<<<<
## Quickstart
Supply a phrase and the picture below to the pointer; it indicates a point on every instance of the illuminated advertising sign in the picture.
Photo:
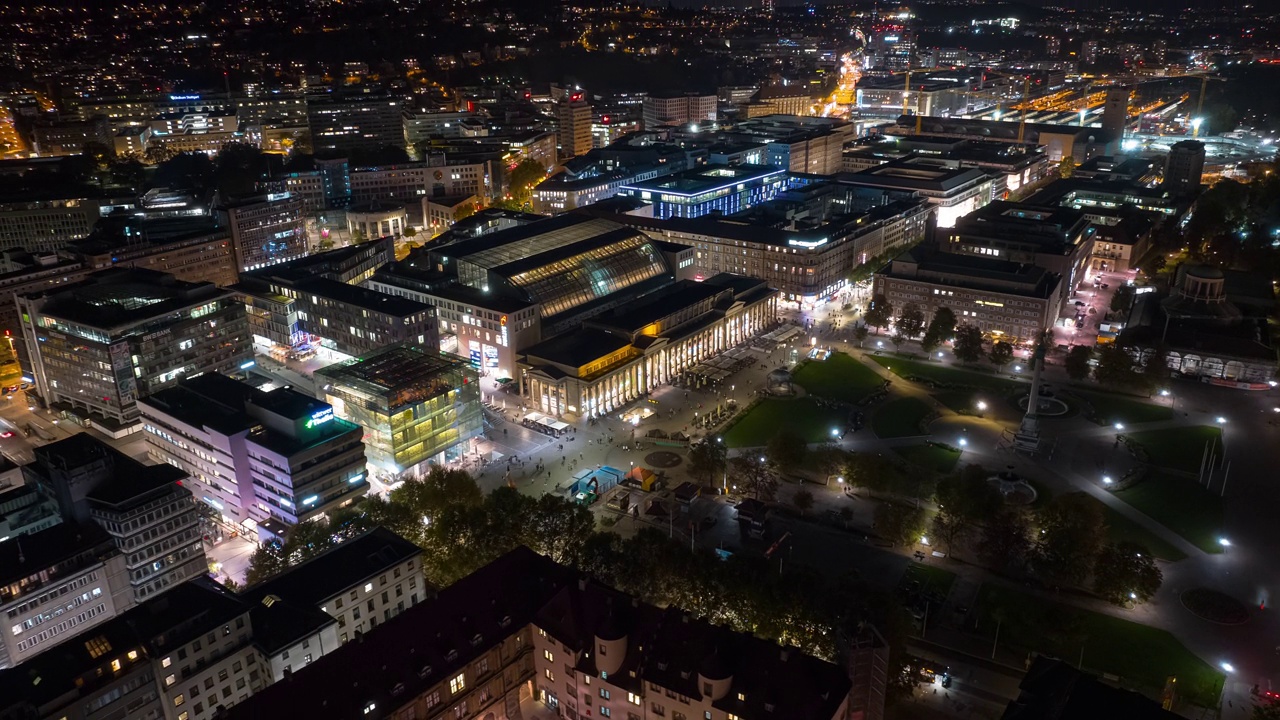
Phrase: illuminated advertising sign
(320, 417)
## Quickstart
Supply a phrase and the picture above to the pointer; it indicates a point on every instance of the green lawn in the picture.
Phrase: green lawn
(1121, 528)
(1110, 409)
(1179, 449)
(932, 579)
(1180, 505)
(839, 377)
(929, 456)
(900, 418)
(946, 374)
(1139, 655)
(803, 417)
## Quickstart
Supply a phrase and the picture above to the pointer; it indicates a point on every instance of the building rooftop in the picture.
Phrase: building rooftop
(430, 642)
(118, 297)
(910, 174)
(391, 368)
(30, 555)
(337, 569)
(708, 180)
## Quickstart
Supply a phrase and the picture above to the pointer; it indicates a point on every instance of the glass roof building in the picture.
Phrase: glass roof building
(568, 265)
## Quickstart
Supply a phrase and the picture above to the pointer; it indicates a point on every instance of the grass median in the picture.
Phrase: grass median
(1139, 655)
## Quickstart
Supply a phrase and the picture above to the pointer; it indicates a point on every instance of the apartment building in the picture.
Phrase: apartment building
(200, 650)
(56, 583)
(260, 461)
(525, 634)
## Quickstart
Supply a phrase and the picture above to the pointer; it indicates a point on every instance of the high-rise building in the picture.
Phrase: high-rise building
(97, 345)
(416, 405)
(266, 229)
(355, 121)
(1184, 167)
(260, 461)
(574, 131)
(679, 109)
(1115, 110)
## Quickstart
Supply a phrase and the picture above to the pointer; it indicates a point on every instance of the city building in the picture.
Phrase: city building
(417, 405)
(1184, 167)
(713, 188)
(378, 218)
(316, 305)
(1212, 324)
(805, 145)
(200, 650)
(190, 249)
(146, 509)
(1056, 238)
(1011, 301)
(45, 223)
(574, 126)
(805, 260)
(361, 583)
(524, 634)
(68, 136)
(952, 191)
(621, 355)
(56, 583)
(661, 110)
(488, 328)
(1059, 140)
(266, 229)
(782, 100)
(343, 122)
(97, 345)
(260, 461)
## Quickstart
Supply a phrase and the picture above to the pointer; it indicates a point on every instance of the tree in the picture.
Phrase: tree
(1115, 364)
(522, 180)
(753, 475)
(707, 460)
(942, 328)
(786, 450)
(1005, 543)
(910, 322)
(899, 524)
(1001, 352)
(1127, 572)
(968, 345)
(880, 314)
(1072, 533)
(964, 499)
(803, 500)
(1078, 361)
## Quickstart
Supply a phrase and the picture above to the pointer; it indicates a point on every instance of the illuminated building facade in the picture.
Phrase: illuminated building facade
>>>>
▶ Objective
Retype all entries exactly as they appear, dropping the images.

▶ Answer
## Quickstart
Supply a phrase and the picture below to the pointer; it indicates a point on every instance of the illuminated advertising sign in the picture.
Photo:
Phrase: illuminated advertising sign
(320, 417)
## Quickstart
Supply a phrase and the picture above to the pointer; it indicates a point on every instance of the green lawn in the picture.
Phrase: green lawn
(1121, 528)
(1110, 409)
(1179, 449)
(932, 579)
(1180, 505)
(839, 377)
(929, 456)
(900, 418)
(946, 374)
(1139, 655)
(803, 417)
## Quickstart
Supply a phrase and the picture above to the pointer; it indicates a point on every instance of the building rooftop in the picture.
Phrase: building rooftop
(430, 642)
(118, 297)
(910, 174)
(391, 368)
(30, 555)
(337, 569)
(708, 180)
## Quickstart
Supply a phrase and the picture above to the pointer; it indicates a point on every instance of the glass roof building in the picture.
Phrase: glass roof building
(568, 265)
## Quickstart
Supply a phrase and the picture above to the pointer; it indicates a point on every instance of the grass median in the picture.
Phrase: grass median
(1139, 655)
## Quickstart
Supply a phrase and the picture above to the pointer; it indicates a point on every instance of the apartment building in the picture.
Phrase: apartment building
(200, 650)
(56, 583)
(260, 461)
(525, 634)
## Quickstart
Supply a phrase and the picture above to the pointer; it indicates a point on every instance of the high-rise building in the picture.
Phrase: high-rise building
(97, 345)
(416, 405)
(266, 229)
(355, 121)
(1184, 167)
(260, 461)
(574, 131)
(679, 109)
(1115, 110)
## Quickstart
Supply a phrase and the picture above to the pointer; it indicates a point on every instance of the city building in the picture.
Phrase: city building
(417, 405)
(1184, 167)
(713, 188)
(378, 218)
(316, 305)
(1212, 324)
(805, 145)
(200, 650)
(190, 249)
(146, 509)
(1056, 238)
(1011, 301)
(45, 223)
(574, 126)
(805, 260)
(361, 583)
(524, 634)
(68, 136)
(952, 191)
(621, 355)
(56, 583)
(661, 110)
(488, 328)
(1059, 140)
(266, 229)
(782, 100)
(343, 122)
(97, 345)
(260, 461)
## Quickstart
Supply a phrase and the picture above to the pointer; it indicates a point on every instance of the tree in the picture.
Phrase: tree
(1115, 364)
(522, 180)
(753, 475)
(707, 460)
(942, 328)
(786, 450)
(1005, 543)
(910, 322)
(899, 524)
(1001, 352)
(1127, 572)
(968, 345)
(880, 314)
(1072, 533)
(964, 499)
(803, 500)
(1078, 361)
## Quickstart
Supply a phrase and the picture above to the pointer; it indicates a point on every instance of the illuminated building facade in the picture.
Phrase: illuminated building facade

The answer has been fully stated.